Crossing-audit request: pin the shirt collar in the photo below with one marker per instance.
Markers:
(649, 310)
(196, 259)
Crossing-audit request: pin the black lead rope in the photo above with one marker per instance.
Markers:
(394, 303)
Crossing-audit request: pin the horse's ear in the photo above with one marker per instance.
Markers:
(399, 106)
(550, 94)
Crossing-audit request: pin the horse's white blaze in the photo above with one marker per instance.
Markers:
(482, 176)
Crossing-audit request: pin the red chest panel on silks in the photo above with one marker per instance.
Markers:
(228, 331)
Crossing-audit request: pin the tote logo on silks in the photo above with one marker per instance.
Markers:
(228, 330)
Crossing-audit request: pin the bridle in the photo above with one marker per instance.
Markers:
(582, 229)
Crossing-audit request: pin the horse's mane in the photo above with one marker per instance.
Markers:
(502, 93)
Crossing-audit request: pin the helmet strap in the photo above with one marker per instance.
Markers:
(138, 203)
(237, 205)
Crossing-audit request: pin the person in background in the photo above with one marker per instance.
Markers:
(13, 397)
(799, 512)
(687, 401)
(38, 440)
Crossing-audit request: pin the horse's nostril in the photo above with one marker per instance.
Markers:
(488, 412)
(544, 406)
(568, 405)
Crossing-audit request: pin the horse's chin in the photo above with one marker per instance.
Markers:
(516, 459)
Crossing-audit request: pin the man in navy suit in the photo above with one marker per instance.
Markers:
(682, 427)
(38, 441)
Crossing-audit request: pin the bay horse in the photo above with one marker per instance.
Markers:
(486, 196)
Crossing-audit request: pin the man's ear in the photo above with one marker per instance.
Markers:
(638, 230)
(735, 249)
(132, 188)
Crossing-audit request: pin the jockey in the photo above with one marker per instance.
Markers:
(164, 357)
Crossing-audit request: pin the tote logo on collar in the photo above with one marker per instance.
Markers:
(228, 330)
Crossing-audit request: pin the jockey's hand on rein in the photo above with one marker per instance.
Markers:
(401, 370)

####################

Retype all of the entries above word for word, keeping every line in its original order.

- WORKED SOLUTION:
Crossing-audit request: pin the shirt collar in the photo below with one marker per instance.
Markers:
(649, 310)
(196, 259)
Crossing-audit request: pin the black lead rope in the photo above with one marker per instance.
Markers:
(394, 303)
Crossing-audit request: pin the horse's ear in the photo above with one marker per instance.
Markers:
(399, 106)
(550, 94)
Crossing-audit request: pin the horse's white blaze in the photo above with one marker per instance.
Markers:
(482, 176)
Crossing-audit request: pin the red chest panel on silks in the photo above with one marker per instance.
Markers:
(228, 331)
Crossing-audit request: pin the tote logo on silks in the photo above with one marker per instance.
Markers:
(228, 330)
Crossing-audit request: pin the bridle in the photo above with one marker per instance.
Markers:
(582, 229)
Crossing-audit request: pin the horse's mane in the photo above with one marker per instance.
Markers:
(502, 93)
Crossing-audit request: pin the helmet strap in the photo above with one marker per instance.
Markers:
(138, 203)
(237, 205)
Crossing-audit request: pin the person in background in the photo above with one marker per instance.
Markers:
(13, 397)
(799, 512)
(687, 401)
(38, 440)
Crossing-audit request: pin the horse's nostril in the photo above with one marker per instance.
Markers:
(488, 412)
(544, 406)
(568, 405)
Crossing-audit request: pin the horse's chin in the photo above with one marker per instance.
Markers:
(516, 459)
Crossing-audit request: pin the man in navy suit in the photo above with one marker per instance.
Markers:
(682, 427)
(38, 441)
Crossing-audit request: pin the bay horse in the photo above with one marker per instance.
Markers:
(486, 196)
Crossing-audit request: pin the man's ear in the photo above with one marker per instance.
Markers:
(638, 230)
(735, 249)
(132, 188)
Crossing-audit request: pin the jockey in the photo above with one marker per instance.
Markers:
(164, 357)
Crossing-audit request: pin the tote logo on collar in the photo above with one marker per instance.
Markers:
(228, 330)
Crossing-audit request: pin the jockey's hand on rein in the photo above with one marker per instance.
Markers:
(401, 370)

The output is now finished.